- The request
Extend the "About Me" page on multi-modal sensing research, picking up right after its final sentence.

About Me

I am currently a postdoctoral researcher at Cyber Physical Systems (CPS) group at University of Oxford under supervisions of Profs. Niki Trigoni and Andrew Markham. My research is centered on multi-modal sensing for localization and cross-domain generalization, especially for building robust perception in real-world settings.

I obtained my D.Phil. (PhD) in Computer Science at the University of Oxford, co-supervised by Profs. Niki Trigoni and Andrew Markham in CPS group. My study was generously supported by Global Korea Scholarship (GKS) Program and ACE-OPS grant. Prior to my D.Phil., I worked as a research assosiate supervised by Prof. Yong-Guk Kim at Sejong University, South Korea, where I completed my master's and undergraduate courses in Computer Science.

Research Interests

My research aims to advance multi-modal and multi-view sensing with diverse physical sensors, including RGB-D cameras, LiDAR, mmWave radar, event cameras, etc. A key challenge in real-world settings is achieving reliable long-term localization of these sensors in a shared reference space, enabling accurate multi-view fusion while leveraging the unique capabilities of each modality.

Beyond localization, I am interested in how foundation models can develop reasoning abilities across modalities—understanding the complementary strengths of each sensor type and dynamically selecting and combining the most informative modalities for a given task. This supports robust, context-aware performance on downstream applications, including detection, tracking, re-identification, anomaly detection, etc.

Ultimately, my work seeks to bridge physical sensing with adaptive multi-modal learning, building perception systems that are accurate, resilient, and capable of operating reliably in complex real-world environments.

- Entries supplied
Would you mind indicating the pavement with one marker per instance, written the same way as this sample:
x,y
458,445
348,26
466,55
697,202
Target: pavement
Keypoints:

- Task output
Research Platform

We have built a multi-modal sensing platform that integrates diverse physical sensors—including RGB-D cameras, LiDAR, mmWave radar, and event cameras—into a unified system. The goal is to enable robust, long-term perception in complex real-world environments by leveraging the complementary strengths of each modality.

Multi-modal sensor platform concept
Frankenstein: A multi-modal sensor platform integrating RGB-D, LiDAR, mmWave radar, and event cameras.
Example sensor data from the multi-modal platform
Example data captured simultaneously across multiple sensor modalities.

By co-registering and fusing data from these heterogeneous sensors, the platform supports research in cross-domain generalization, multi-view localization, and adaptive modality fusion for various essential downstream tasks in ML.

To evaluate models for multi-modal research, we have recorded longterm large-scale multi-view, multi-modal datasets from wide-range of domains such as campus, industrial, and wildlife environments, capturing diverse real-world conditions that unimodal peception cannot address.

Multi-view, multi-modal dataset captured in an industrial environment from 4 Frankenstein units. The BEV map shows one unified frame across modalities
Multi-modal dataset captured in a wildlife (Rhino) environment.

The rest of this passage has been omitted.